RECORDS FOR THE EXERCISE:
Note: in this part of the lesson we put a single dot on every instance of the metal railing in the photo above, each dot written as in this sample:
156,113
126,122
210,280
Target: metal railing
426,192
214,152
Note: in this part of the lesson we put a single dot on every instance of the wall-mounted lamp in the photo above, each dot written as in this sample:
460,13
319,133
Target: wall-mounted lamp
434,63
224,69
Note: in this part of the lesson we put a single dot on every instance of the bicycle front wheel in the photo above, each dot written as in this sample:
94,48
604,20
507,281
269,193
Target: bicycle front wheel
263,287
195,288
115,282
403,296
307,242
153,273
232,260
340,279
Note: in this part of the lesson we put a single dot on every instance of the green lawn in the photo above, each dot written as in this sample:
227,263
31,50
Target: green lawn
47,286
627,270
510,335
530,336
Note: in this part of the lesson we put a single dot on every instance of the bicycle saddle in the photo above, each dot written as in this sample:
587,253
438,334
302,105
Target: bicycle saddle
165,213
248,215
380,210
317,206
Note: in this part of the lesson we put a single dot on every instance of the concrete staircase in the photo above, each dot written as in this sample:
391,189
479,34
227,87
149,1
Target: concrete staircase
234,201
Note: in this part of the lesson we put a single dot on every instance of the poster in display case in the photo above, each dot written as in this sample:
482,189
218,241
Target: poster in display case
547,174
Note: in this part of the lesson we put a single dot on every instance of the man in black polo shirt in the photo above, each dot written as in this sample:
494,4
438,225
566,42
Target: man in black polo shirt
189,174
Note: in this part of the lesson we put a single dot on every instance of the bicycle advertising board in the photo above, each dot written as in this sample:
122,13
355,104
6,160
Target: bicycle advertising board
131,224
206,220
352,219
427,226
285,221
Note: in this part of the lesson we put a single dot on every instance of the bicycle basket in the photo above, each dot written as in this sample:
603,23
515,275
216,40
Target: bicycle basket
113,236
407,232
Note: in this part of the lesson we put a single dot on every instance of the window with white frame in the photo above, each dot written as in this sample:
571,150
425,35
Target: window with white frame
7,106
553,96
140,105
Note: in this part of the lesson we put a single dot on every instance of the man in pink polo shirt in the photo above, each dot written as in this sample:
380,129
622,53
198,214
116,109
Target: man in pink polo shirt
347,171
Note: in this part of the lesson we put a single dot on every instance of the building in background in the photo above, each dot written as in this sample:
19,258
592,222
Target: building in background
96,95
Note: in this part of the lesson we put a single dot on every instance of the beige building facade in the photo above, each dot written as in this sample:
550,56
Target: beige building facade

EXERCISE DESCRIPTION:
Taking care to miss no line, set down the whole listing above exactly.

ANSWER TO THIS PROBLEM:
Note: in this part of the lesson we put a single dot on every instance of the metal railing in the photo above, each dot written as in this sample:
156,113
126,122
210,280
Target: metal railing
426,192
214,152
Note: in this part of the lesson we put a single dot on every instance of the wall-mounted lamp in the photo above, each dot written as in this sample:
460,13
319,133
Target: wall-mounted lamp
434,63
224,69
Note: in this part of the lesson we put a single dot on every instance of the bicycle front wheel in the photo above, each dot written as in this sample:
94,48
604,20
507,281
269,193
Target: bicycle front wheel
263,287
195,288
115,282
403,296
307,242
153,273
232,260
340,279
Note: in this part of the lesson we put a single dot on every instance of the green lawn in the photo above, each dot written as in this sample:
227,263
31,50
Target: green lawn
47,286
627,270
510,335
530,336
Note: in this part of the lesson we put a single dot on every instance of the bicycle saddle in the photo above, each dot written as in this sample:
587,253
438,334
302,105
Target: bicycle saddle
165,213
248,215
380,210
317,206
Note: in this part of the lesson we put a single dot on every instance of the concrete staircase in the photo above, each dot written as in this sample:
391,189
479,34
227,87
149,1
Target: concrete staircase
234,201
Note: in this part of the lesson we put a single dot on every instance of the poster in display case in the photo above, each dot written as in this sample:
482,189
218,241
Target: poster in display case
547,174
Note: in this part of the lesson we put a single dot on every instance of the man in black polo shirt in the photo above, each dot written as in this sample:
494,4
438,225
566,42
Target: man in black polo shirt
189,174
Note: in this part of the lesson we put a single dot on every instance of the bicycle advertising board in the photo above, each dot written as in this sample:
122,13
355,104
6,160
Target: bicycle advertising board
131,224
206,220
352,219
427,226
285,221
Note: in this part of the lesson we put a single dot on every instance of the bicycle basket in the photo above, each dot written as in this sample:
603,23
515,275
216,40
Target: bicycle basket
113,236
407,232
Note: in this part of the lesson we put a single dot on every instance of the window with white frame in the photo above, each dot written as in this sample:
571,150
425,35
Target: window with white frame
7,106
553,96
140,105
Note: in this part of the lesson we put a single dot on every instance of the man in pink polo shirt in the photo above, each dot written as in this sample:
380,129
622,53
198,214
116,109
Target: man in pink polo shirt
347,171
Note: in this part of the lesson we put a single dot on every instance of the building in background in the photo above, each dot written as in this sample:
19,258
592,222
Target: building in background
96,95
Note: in this part of the lesson we put a single dot on every instance of the beige building facade in the photo above, each dot written as in this sample:
550,56
Target: beige building facade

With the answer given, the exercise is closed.